----- GIVEN DATA -----

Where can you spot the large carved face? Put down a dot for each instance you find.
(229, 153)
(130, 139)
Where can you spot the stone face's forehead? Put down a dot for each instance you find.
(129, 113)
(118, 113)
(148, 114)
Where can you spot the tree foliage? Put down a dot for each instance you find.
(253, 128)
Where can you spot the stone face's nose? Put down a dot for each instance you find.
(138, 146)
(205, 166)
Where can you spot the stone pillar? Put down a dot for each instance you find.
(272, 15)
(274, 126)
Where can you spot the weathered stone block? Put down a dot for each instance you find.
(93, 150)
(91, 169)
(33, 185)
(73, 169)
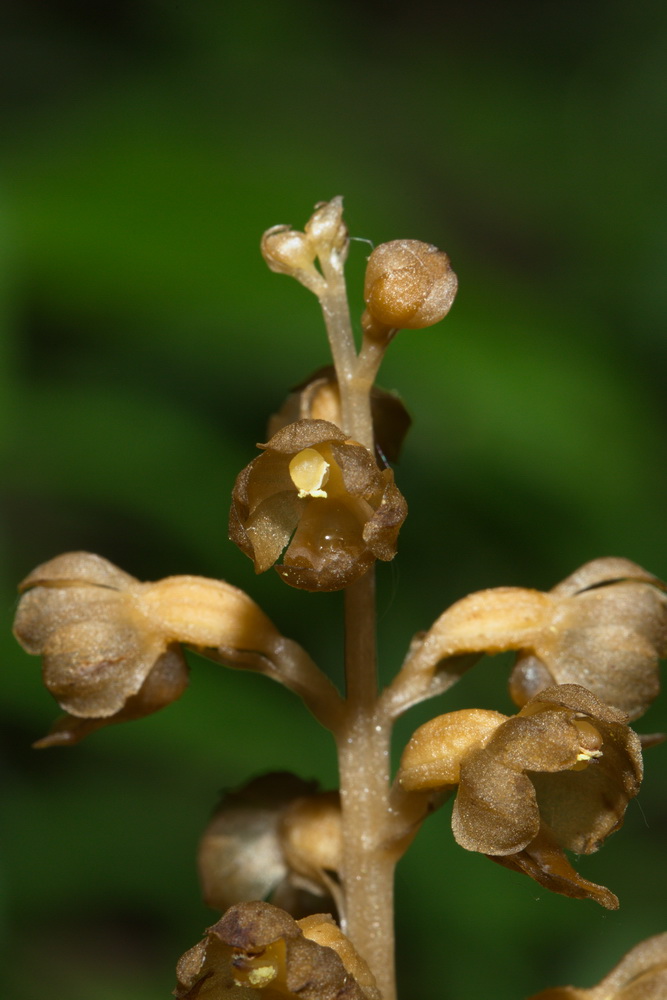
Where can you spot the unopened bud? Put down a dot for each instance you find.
(409, 285)
(288, 251)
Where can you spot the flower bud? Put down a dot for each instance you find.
(276, 838)
(318, 398)
(286, 250)
(327, 229)
(409, 285)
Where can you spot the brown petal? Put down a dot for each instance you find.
(611, 569)
(74, 568)
(544, 862)
(261, 946)
(432, 758)
(318, 398)
(495, 811)
(165, 683)
(45, 609)
(92, 667)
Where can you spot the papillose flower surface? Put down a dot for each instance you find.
(322, 500)
(258, 948)
(110, 644)
(557, 775)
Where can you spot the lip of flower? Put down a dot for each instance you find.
(319, 500)
(518, 775)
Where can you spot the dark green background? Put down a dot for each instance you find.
(145, 147)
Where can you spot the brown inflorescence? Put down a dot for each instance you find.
(111, 645)
(604, 627)
(259, 948)
(277, 838)
(408, 285)
(320, 499)
(558, 775)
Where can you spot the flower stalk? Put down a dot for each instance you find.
(320, 506)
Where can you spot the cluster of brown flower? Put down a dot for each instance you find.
(322, 508)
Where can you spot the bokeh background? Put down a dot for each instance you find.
(145, 147)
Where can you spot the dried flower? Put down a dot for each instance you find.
(605, 627)
(277, 838)
(322, 499)
(318, 398)
(259, 948)
(110, 644)
(409, 285)
(562, 770)
(640, 975)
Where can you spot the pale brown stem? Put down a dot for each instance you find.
(371, 847)
(363, 752)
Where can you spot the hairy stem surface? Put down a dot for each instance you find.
(363, 751)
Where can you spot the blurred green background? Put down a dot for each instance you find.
(145, 147)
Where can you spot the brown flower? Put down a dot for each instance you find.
(408, 285)
(322, 499)
(605, 627)
(110, 644)
(640, 975)
(607, 633)
(318, 398)
(557, 775)
(277, 838)
(259, 948)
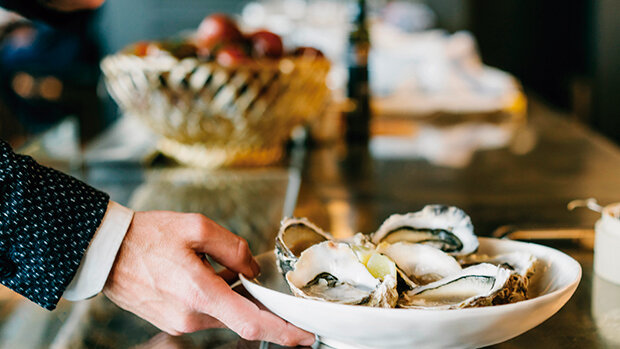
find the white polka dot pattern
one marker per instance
(47, 220)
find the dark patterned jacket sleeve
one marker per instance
(47, 220)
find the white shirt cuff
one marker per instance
(101, 253)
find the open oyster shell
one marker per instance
(331, 271)
(445, 227)
(479, 285)
(422, 264)
(294, 237)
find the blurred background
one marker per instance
(564, 53)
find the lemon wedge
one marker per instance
(380, 266)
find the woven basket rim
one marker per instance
(166, 62)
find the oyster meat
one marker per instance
(422, 259)
(422, 264)
(331, 271)
(479, 285)
(294, 237)
(447, 228)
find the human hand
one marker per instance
(161, 275)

-----

- **GOAL OF THE EXERCISE**
Starting at the line that contains "find the oyster meat" and continuing through the last line of the records, give those lines as a numbered list with any blank lines omitted.

- **THE ANSWER**
1. find the oyster meat
2. one marker per instance
3. (422, 259)
4. (422, 264)
5. (331, 271)
6. (479, 285)
7. (294, 237)
8. (447, 228)
9. find the human hand
10. one marker per instance
11. (161, 275)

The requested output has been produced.